Problem details: Pull out every line of the material that contains the string "form", matching case exactly.

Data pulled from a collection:
────────────────────────────────────────
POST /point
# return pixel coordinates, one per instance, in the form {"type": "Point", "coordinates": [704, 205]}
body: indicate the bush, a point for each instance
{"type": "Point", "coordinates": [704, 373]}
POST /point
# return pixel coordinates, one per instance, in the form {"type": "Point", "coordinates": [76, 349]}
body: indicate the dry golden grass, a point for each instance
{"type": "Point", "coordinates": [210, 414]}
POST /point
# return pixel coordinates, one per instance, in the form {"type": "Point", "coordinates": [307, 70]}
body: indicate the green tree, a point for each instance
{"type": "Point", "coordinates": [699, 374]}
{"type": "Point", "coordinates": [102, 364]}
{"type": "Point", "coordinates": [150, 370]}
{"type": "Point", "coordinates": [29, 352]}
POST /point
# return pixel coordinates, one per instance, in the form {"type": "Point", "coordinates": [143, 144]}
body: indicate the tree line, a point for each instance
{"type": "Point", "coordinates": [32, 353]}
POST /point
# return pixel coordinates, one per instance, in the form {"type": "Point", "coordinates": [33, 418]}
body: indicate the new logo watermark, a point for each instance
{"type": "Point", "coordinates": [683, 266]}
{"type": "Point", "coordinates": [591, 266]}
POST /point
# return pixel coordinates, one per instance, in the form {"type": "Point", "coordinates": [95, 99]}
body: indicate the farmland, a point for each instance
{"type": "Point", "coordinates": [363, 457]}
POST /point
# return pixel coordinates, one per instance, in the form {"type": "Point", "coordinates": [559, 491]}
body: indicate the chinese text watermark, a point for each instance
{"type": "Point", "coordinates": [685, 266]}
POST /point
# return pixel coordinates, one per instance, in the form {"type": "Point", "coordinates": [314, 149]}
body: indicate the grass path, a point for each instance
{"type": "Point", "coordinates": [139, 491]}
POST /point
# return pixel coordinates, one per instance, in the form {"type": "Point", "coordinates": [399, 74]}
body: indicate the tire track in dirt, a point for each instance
────────────────────────────────────────
Solution for this exercise:
# return pixel coordinates, one per instance, in the form {"type": "Point", "coordinates": [704, 205]}
# return pixel coordinates, one per instance, in the form {"type": "Point", "coordinates": [76, 349]}
# return pixel coordinates, one per instance, in the form {"type": "Point", "coordinates": [307, 70]}
# return pixel coordinates, one per instance, in the form {"type": "Point", "coordinates": [143, 144]}
# return pixel coordinates, one per instance, in the form {"type": "Point", "coordinates": [33, 418]}
# return pixel coordinates, one per instance, in the form {"type": "Point", "coordinates": [95, 99]}
# return pixel coordinates, one per instance, in the form {"type": "Point", "coordinates": [559, 491]}
# return pixel coordinates, one per instance, in the form {"type": "Point", "coordinates": [314, 149]}
# return pixel coordinates, one per instance, in the form {"type": "Point", "coordinates": [399, 74]}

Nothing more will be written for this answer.